## WORK REQUEST
Output must match the data below exactly from its first line through the line that contains "mark the bridge parapet", with no other line.

## Records from a collection

--

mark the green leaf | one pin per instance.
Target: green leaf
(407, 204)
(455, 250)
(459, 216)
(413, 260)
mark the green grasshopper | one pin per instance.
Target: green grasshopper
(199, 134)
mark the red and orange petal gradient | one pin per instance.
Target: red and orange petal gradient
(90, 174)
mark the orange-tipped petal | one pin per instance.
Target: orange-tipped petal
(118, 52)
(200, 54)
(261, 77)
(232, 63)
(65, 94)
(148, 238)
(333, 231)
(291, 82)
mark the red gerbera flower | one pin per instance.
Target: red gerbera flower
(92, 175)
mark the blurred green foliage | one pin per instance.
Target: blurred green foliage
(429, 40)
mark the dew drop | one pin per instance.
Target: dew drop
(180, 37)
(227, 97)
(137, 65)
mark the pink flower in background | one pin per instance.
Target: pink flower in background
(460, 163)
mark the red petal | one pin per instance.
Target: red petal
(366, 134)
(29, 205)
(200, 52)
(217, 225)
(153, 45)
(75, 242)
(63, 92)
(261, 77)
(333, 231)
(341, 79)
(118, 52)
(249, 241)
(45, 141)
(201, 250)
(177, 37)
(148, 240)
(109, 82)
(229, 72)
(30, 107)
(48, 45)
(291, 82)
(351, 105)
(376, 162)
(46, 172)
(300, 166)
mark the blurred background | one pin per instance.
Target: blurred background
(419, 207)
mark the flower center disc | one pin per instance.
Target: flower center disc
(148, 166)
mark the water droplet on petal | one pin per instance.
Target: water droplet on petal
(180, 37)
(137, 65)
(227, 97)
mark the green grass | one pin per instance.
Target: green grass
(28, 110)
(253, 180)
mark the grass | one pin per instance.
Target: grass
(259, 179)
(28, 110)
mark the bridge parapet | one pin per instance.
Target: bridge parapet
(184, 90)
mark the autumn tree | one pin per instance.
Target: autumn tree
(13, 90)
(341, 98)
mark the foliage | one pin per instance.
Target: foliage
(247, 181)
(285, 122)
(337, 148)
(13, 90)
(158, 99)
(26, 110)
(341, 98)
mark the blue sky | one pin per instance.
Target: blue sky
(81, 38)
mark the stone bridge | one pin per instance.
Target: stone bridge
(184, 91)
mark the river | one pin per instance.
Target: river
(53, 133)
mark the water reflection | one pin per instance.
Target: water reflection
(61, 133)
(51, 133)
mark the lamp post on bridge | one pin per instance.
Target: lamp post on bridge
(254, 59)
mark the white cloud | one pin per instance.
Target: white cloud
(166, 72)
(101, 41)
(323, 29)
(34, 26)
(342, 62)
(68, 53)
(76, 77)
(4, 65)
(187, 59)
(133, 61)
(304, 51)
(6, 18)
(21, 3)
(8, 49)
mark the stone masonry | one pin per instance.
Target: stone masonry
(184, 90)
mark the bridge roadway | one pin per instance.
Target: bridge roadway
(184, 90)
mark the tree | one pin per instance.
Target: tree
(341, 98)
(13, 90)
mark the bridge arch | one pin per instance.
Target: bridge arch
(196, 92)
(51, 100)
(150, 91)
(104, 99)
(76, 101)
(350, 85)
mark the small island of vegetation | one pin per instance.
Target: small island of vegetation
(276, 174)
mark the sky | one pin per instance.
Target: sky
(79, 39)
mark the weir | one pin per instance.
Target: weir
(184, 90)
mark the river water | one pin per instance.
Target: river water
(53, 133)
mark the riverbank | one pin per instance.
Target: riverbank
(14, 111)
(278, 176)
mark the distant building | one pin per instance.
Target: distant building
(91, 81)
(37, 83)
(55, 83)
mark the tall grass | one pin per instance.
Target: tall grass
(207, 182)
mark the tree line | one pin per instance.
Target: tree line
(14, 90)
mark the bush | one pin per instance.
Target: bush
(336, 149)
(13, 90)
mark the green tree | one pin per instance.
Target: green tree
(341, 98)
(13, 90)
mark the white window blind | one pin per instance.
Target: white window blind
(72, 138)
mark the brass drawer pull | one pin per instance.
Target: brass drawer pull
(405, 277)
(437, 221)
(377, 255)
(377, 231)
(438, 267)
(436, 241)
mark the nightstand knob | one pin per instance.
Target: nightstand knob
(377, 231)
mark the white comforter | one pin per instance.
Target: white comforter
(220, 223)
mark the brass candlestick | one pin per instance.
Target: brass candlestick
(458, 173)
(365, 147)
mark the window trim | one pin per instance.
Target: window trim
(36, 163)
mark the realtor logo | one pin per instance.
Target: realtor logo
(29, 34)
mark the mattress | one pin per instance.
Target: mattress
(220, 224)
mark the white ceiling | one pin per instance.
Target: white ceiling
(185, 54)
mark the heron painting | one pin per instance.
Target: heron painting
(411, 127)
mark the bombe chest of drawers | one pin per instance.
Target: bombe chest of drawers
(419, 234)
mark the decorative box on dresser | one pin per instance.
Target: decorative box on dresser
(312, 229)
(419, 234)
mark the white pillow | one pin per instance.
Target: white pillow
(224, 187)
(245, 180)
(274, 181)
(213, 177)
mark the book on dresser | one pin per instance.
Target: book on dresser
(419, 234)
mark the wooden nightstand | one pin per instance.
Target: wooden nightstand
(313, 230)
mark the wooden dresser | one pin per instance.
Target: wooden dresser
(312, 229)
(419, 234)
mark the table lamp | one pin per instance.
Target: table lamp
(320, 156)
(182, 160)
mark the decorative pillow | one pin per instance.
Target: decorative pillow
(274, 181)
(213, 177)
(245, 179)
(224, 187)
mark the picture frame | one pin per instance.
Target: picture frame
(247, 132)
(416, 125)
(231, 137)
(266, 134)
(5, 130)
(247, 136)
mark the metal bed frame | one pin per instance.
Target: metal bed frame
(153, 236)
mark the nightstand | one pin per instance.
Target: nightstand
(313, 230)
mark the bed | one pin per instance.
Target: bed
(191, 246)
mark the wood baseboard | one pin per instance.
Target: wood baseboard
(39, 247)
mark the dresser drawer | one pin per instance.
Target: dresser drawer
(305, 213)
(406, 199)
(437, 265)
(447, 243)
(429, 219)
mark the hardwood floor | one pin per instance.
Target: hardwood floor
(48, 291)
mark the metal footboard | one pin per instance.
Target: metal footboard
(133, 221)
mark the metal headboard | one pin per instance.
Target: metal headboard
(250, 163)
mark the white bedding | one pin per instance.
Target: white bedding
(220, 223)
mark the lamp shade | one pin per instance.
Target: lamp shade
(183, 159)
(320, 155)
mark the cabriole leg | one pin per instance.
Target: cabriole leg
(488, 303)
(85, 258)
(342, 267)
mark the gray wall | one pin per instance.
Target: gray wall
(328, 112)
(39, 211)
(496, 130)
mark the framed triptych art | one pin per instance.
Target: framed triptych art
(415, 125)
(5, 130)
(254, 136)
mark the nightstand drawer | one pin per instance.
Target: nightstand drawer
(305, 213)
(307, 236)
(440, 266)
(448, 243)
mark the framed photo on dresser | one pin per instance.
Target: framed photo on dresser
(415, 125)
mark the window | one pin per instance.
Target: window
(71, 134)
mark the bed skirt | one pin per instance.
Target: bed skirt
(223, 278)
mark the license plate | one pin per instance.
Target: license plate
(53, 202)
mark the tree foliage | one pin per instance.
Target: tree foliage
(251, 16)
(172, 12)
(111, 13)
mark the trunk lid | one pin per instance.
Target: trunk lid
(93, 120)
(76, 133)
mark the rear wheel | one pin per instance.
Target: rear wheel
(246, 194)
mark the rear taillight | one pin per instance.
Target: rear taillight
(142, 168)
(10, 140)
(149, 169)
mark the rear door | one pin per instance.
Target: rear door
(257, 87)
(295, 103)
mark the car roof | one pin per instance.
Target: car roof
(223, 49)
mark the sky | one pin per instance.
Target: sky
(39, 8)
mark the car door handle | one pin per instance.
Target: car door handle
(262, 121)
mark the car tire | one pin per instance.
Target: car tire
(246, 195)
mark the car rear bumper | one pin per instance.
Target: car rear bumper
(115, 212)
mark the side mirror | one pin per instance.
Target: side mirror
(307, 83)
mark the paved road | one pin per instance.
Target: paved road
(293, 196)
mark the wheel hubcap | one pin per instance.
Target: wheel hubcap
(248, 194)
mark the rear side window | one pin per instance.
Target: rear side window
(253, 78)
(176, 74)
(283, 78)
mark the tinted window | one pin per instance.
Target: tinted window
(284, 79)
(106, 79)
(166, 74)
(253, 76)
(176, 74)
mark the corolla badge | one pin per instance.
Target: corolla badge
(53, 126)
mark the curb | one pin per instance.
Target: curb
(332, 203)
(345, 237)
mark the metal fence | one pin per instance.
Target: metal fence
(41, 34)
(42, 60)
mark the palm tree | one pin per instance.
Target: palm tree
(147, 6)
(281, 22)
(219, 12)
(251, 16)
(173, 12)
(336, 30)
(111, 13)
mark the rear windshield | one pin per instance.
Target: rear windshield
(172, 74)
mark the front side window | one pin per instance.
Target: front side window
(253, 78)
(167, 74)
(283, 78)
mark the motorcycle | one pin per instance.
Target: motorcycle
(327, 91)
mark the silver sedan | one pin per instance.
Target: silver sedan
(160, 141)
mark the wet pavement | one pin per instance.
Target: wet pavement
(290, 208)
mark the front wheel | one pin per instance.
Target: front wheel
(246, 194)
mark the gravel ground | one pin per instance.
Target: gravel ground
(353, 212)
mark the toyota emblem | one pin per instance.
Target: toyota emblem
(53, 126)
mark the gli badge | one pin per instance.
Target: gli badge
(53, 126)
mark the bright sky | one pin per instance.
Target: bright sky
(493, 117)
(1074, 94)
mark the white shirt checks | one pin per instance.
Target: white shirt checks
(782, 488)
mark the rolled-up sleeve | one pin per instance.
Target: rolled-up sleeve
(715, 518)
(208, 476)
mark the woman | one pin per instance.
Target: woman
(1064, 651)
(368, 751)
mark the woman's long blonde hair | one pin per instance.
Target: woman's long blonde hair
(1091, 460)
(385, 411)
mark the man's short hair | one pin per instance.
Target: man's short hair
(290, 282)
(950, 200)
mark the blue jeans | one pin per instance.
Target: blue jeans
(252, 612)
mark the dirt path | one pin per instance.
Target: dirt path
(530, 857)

--

## RESPONSE FOR THIS EXERCISE
mark the green leaf | one pin per instance.
Target: green leaf
(407, 204)
(455, 250)
(459, 216)
(413, 260)
mark the green grasshopper | one pin per instance.
Target: green grasshopper
(199, 134)
mark the red and orange petal gradient | one pin per instance.
Target: red and orange petal gradient
(90, 174)
mark the orange-tipped petal | one pin per instance.
Target: orange-tipped petal
(118, 52)
(200, 54)
(261, 77)
(232, 63)
(65, 94)
(148, 238)
(333, 231)
(291, 82)
mark the red gerbera flower | one pin per instance.
Target: red gerbera flower
(92, 175)
mark the blurred green foliage | one pin per instance.
Target: blurred green foliage
(429, 40)
mark the dew drop | one pin per instance.
Target: dew drop
(180, 37)
(227, 97)
(137, 65)
mark the pink flower in background | one pin per instance.
Target: pink flower in background
(460, 163)
mark the red petal | one pin per instance.
Target: red petal
(366, 134)
(29, 205)
(200, 52)
(217, 225)
(153, 45)
(75, 242)
(63, 92)
(261, 77)
(333, 231)
(341, 79)
(118, 52)
(249, 241)
(45, 141)
(201, 250)
(177, 37)
(148, 240)
(109, 82)
(229, 72)
(30, 107)
(48, 45)
(291, 82)
(351, 105)
(376, 162)
(46, 172)
(300, 166)
mark the blurred background | one pin per instance.
Target: blurred background
(419, 207)
mark the flower center disc | one pin per instance.
Target: flower center disc
(148, 166)
mark the water droplet on petal | one pin per instance.
Target: water droplet on petal
(180, 37)
(137, 65)
(227, 97)
mark the green grass | one pin per instance.
Target: green grass
(28, 110)
(253, 180)
mark the grass | one pin per instance.
Target: grass
(259, 179)
(28, 110)
mark the bridge parapet | one pin per instance.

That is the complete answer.